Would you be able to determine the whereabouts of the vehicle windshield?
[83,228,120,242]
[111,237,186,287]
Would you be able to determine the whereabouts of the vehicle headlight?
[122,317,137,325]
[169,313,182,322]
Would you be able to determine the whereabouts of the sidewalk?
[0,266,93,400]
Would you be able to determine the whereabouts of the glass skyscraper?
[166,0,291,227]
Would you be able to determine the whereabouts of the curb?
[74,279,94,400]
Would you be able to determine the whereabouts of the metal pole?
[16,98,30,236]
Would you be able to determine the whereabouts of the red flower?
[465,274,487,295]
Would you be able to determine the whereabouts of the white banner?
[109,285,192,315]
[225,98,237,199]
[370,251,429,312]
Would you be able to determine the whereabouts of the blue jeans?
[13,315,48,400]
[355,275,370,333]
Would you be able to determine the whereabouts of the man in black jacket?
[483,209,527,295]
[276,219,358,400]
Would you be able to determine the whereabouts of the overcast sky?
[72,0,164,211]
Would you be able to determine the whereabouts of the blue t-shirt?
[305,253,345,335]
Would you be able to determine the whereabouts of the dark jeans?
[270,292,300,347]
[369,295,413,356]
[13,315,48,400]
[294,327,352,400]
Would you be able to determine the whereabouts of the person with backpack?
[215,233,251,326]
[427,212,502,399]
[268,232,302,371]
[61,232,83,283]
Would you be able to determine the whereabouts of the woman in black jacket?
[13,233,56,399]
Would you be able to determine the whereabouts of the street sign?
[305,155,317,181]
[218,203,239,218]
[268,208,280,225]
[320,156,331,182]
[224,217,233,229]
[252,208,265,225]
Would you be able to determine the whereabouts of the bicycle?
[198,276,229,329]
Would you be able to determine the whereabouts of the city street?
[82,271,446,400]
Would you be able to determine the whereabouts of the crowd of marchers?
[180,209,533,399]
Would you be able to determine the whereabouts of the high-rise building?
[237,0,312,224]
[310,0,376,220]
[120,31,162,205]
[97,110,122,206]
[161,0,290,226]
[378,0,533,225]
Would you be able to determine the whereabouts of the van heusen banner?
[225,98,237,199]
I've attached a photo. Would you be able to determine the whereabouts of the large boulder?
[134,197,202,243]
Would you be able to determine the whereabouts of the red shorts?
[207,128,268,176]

◆ AIM:
Format the records between the lines holding "Would you be able to determine the whereabouts of the sidewalk?" and "[180,209,533,399]", inclusive, as a two-column CSV with columns named input and output, one row per record. Enclose each field in double quotes and replace any line breaks with spaces.

◆ EXPECTED ANSWER:
input,output
"Would you be able to determine the whereabouts of the sidewalk?","[0,266,93,400]"
"Would you be able to determine the whereabouts of the glass skyscraper?","[166,0,291,227]"
"Would you be able to determine the whereabouts of the curb?","[74,279,94,400]"
"Would you be able to determine the whereabouts of the metal pole?","[16,98,30,236]"
"Would you be able to determine the whereabouts of the red flower?","[465,274,487,295]"
"Would you be able to determine the whereabouts of the white banner?","[109,285,192,315] [225,98,237,199] [370,251,429,312]"
"Would you be able to determine the whereabouts of the blue jeans?","[13,315,48,400] [355,275,370,333]"
"Would you be able to determine the whereabouts of the man in black jacket?","[483,209,527,295] [276,219,358,400]"
"Would you be able to determine the whereabouts of the overcast sky?","[72,0,164,211]"
"Would you be able to determine the whereabouts of the blue t-shirt?","[305,253,345,335]"
"Would you be able to determine the whereabouts of the dark jeans?","[270,292,300,347] [369,295,413,356] [13,315,48,400] [294,327,352,400]"
"Would you be able to determine the whereabouts of the person with backpack?","[215,233,251,326] [427,212,502,399] [268,232,302,371] [61,232,83,283]"
"Would you be able to determine the whereabouts of the woman in black jacket?","[13,233,56,399]"
"Would you be able to determine the whereabouts of the street sign?","[305,155,317,181] [218,203,239,218] [268,208,280,225] [320,156,331,182] [224,217,233,229] [252,208,265,225]"
"Would you be able to determine the whereabouts of the bicycle?","[198,276,229,329]"
"Would you be able to determine the whereabouts of the city street?","[82,271,446,400]"
"Would you be able to determine the whereabouts of the crowd of marchers?","[180,209,533,399]"